--- Data in this exercise ---

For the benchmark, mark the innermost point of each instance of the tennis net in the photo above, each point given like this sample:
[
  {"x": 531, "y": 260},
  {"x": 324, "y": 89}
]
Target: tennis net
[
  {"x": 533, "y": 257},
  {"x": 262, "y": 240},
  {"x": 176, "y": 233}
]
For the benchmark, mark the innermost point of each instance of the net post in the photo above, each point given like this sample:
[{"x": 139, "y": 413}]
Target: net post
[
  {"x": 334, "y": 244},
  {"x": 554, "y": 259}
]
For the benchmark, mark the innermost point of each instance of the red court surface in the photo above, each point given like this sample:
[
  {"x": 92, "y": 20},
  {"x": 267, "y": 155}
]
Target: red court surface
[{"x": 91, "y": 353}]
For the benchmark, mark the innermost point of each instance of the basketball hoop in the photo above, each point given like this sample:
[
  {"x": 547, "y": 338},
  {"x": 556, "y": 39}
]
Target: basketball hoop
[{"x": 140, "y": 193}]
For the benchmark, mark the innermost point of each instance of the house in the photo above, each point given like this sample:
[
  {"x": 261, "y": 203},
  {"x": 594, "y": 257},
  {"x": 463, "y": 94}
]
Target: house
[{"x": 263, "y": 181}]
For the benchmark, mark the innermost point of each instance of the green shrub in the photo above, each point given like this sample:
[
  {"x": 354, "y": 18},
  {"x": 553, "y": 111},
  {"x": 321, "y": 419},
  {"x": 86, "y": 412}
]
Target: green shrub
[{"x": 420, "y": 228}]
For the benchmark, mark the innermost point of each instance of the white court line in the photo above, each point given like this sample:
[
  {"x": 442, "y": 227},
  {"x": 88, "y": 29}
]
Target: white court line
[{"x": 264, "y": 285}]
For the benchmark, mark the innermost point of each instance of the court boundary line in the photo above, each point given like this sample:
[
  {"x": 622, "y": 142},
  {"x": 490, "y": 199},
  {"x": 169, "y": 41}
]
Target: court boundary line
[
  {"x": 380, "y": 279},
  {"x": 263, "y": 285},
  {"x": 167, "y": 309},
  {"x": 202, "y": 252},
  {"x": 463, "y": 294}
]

---

### Given task:
Copy the part of the listing that opens with the line containing "of the court" and runs through the end of the listing, requests included. Reduce every x and y coordinate in the answers by 137, and leave the coordinates in the requests and their format samples unchanged.

### Solution for this exercise:
For the benchmark, mark the innermost point of each instance of the court boundary line in the photo above, each point given like this sample:
[
  {"x": 622, "y": 142},
  {"x": 490, "y": 199},
  {"x": 169, "y": 41}
]
Target: court boundary line
[
  {"x": 243, "y": 142},
  {"x": 126, "y": 148},
  {"x": 30, "y": 172},
  {"x": 65, "y": 115},
  {"x": 326, "y": 157}
]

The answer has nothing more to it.